*** Opening Records to use ***

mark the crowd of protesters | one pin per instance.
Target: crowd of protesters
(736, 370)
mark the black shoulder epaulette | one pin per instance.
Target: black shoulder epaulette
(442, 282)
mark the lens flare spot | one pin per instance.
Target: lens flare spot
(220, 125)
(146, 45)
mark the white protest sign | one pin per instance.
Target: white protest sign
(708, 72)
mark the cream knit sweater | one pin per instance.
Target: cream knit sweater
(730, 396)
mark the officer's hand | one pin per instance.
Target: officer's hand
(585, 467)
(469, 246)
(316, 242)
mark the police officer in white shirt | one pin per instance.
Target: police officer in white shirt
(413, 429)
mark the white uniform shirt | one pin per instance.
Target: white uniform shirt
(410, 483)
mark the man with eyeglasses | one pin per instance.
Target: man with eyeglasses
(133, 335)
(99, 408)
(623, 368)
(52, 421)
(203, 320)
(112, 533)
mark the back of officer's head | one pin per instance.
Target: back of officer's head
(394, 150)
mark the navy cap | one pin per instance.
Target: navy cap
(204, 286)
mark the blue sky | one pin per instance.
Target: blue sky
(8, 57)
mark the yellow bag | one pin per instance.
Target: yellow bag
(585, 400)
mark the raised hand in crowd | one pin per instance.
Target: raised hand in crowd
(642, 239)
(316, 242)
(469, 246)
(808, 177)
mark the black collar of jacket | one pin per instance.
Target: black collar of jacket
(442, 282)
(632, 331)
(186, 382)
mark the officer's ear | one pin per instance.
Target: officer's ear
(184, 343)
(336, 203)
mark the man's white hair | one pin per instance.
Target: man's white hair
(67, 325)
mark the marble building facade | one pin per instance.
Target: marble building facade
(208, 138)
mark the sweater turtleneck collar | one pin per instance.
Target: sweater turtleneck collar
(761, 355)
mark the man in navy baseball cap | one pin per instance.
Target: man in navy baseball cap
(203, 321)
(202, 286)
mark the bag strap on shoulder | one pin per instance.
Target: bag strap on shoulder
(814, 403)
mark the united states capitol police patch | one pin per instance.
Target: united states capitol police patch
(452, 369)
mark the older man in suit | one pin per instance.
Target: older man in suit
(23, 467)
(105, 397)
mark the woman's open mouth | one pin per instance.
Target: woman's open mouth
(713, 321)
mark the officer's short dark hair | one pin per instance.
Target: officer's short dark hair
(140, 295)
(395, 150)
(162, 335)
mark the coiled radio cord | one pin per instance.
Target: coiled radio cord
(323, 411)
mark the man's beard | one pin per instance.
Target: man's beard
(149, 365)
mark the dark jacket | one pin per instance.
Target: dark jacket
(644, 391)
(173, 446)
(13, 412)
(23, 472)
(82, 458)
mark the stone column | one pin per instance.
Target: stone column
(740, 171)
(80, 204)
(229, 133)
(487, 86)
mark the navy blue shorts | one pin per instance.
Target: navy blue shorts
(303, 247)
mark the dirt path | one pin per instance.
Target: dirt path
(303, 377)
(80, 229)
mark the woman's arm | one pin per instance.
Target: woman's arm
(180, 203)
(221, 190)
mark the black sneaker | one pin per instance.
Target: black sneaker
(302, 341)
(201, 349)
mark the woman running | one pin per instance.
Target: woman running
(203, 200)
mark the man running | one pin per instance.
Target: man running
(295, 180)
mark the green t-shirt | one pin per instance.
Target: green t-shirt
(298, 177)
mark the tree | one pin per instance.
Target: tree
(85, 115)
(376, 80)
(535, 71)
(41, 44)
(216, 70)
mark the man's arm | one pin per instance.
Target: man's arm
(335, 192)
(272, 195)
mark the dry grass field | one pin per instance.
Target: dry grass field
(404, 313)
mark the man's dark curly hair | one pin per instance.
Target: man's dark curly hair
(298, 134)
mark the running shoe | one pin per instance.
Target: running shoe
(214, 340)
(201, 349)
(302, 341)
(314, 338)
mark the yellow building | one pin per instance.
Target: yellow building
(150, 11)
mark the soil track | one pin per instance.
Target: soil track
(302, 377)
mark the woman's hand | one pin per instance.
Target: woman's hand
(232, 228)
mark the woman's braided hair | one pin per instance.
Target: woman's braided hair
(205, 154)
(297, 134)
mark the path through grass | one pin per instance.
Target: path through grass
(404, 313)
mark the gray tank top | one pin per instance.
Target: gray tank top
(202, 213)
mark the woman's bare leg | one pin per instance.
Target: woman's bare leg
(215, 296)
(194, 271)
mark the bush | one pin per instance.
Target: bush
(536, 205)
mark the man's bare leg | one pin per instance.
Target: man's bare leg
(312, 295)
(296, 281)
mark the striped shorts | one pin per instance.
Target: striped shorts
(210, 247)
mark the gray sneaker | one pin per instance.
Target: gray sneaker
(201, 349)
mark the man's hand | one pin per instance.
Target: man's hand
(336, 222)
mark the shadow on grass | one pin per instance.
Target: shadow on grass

*** Closing Records to use ***

Each entry above must be repeated word for word.

▶ Problem solution
mark the crowd of protesters | one pin per instance.
Target: crowd of protesters
(736, 370)
mark the black shoulder epaulette | one pin per instance.
Target: black shoulder epaulette
(442, 282)
mark the lens flare spot | one pin per instance.
Target: lens flare spot
(220, 125)
(146, 45)
mark the white protest sign | one pin per instance.
Target: white protest sign
(708, 72)
mark the cream knit sweater | one pin per instance.
Target: cream knit sweater
(730, 396)
mark the officer's hand | one pin per instance.
Target: officer's hand
(585, 467)
(469, 246)
(316, 242)
mark the police officer in white shirt | one pin per instance.
Target: police officer in white shirt
(413, 429)
mark the white uniform shirt | one pin per instance.
Target: white uniform shirt
(410, 483)
mark the man with eyeglasses | one pin per instance.
Target: man with eyeglasses
(133, 335)
(99, 408)
(623, 368)
(52, 421)
(203, 320)
(112, 533)
mark the back of officer's head | one pin per instance.
Target: back of officer's head
(394, 150)
mark the navy cap | one pin per instance.
Target: navy cap
(204, 286)
mark the blue sky | one pin per instance.
Target: blue sky
(8, 57)
mark the yellow bag | one pin per instance.
Target: yellow bag
(585, 400)
mark the raised hand in crowd | one pin per instance.
Target: raised hand in crowd
(642, 239)
(316, 242)
(469, 246)
(808, 177)
mark the black collar of jacket | one pin per instance.
Target: black collar of jacket
(442, 282)
(632, 331)
(186, 382)
mark the officer's ear | one pin per instance.
Target: officer's ear
(184, 343)
(336, 203)
mark the man's white hair | one pin per instance.
Target: man's white hair
(67, 325)
mark the marble building facade | one pin per instance.
Target: marble building facade
(208, 138)
mark the sweater turtleneck collar | one pin per instance.
Target: sweater turtleneck collar
(761, 355)
mark the man in navy baseball cap | one pin per instance.
Target: man in navy baseball cap
(203, 321)
(202, 286)
mark the bag strap on shoulder | one pin per instance.
Target: bag strap on shoulder
(814, 403)
mark the united states capitol police patch | one pin per instance.
Target: united states capitol police patch
(452, 369)
mark the older man in suit | one pin per instance.
Target: older man in suit
(23, 467)
(105, 397)
mark the woman's open mouth | one pin per instance.
Target: woman's open mouth
(713, 321)
mark the officer's short dark hair | one pin per instance.
Target: officer's short dark hair
(140, 295)
(395, 150)
(162, 335)
mark the coiled radio cord | one pin per instance.
Target: coiled radio cord
(323, 411)
mark the man's beard | one pin per instance.
Target: man's beard
(149, 365)
mark the dark jacket | one pin per instance.
Target: dark jacket
(644, 391)
(173, 446)
(13, 412)
(23, 472)
(82, 458)
mark the stone column | one pin per instance.
Target: stone column
(740, 171)
(80, 204)
(229, 133)
(487, 86)
mark the navy blue shorts | one pin per instance.
Target: navy blue shorts
(303, 247)
mark the dirt path | one pin per instance.
Target: dirt path
(303, 377)
(80, 229)
mark the woman's arm | one pin per instance.
Target: woman's arm
(180, 203)
(221, 190)
mark the black sneaker | one pin per instance.
Target: black sneaker
(302, 341)
(201, 349)
mark the woman running | one pin per instance.
Target: woman running
(203, 200)
mark the man running | one pin per instance.
Target: man running
(295, 180)
mark the green t-shirt | one pin per instance.
Target: green t-shirt
(298, 177)
mark the tree | one pin per instance.
Target: tree
(85, 115)
(376, 80)
(535, 71)
(41, 44)
(216, 70)
mark the man's arm | one pin per instance.
Target: man's arm
(335, 192)
(272, 195)
mark the dry grass field | one pin per instance.
Target: dry grass field
(404, 313)
mark the man's dark curly hair | one pin per instance.
Target: man's dark curly hair
(298, 134)
mark the running shoe | one pin per instance.
Target: running shoe
(214, 340)
(201, 349)
(302, 341)
(314, 338)
mark the yellow building | one pin per instance.
Target: yellow building
(150, 11)
mark the soil track | one pin per instance.
Target: soil track
(302, 377)
mark the woman's hand | one pin per instance.
Target: woman's hand
(232, 228)
mark the woman's braided hair | one pin per instance.
Target: woman's braided hair
(205, 154)
(297, 134)
mark the path through grass | one pin per instance.
Target: path through grass
(404, 313)
mark the gray tank top | one pin per instance.
Target: gray tank top
(202, 213)
mark the woman's bare leg | one pin per instance.
Target: woman's bare leg
(215, 296)
(194, 271)
mark the bush | one pin per instance.
Target: bush
(536, 205)
mark the man's bare leg | one pin per instance.
Target: man's bare leg
(312, 295)
(296, 281)
mark the striped shorts | one pin per instance.
Target: striped shorts
(210, 247)
mark the gray sneaker | one pin per instance.
Target: gray sneaker
(201, 349)
mark the man's hand | one pin per instance.
Target: man's hand
(336, 222)
mark the shadow on grass | one pin per instance.
Target: shadow on grass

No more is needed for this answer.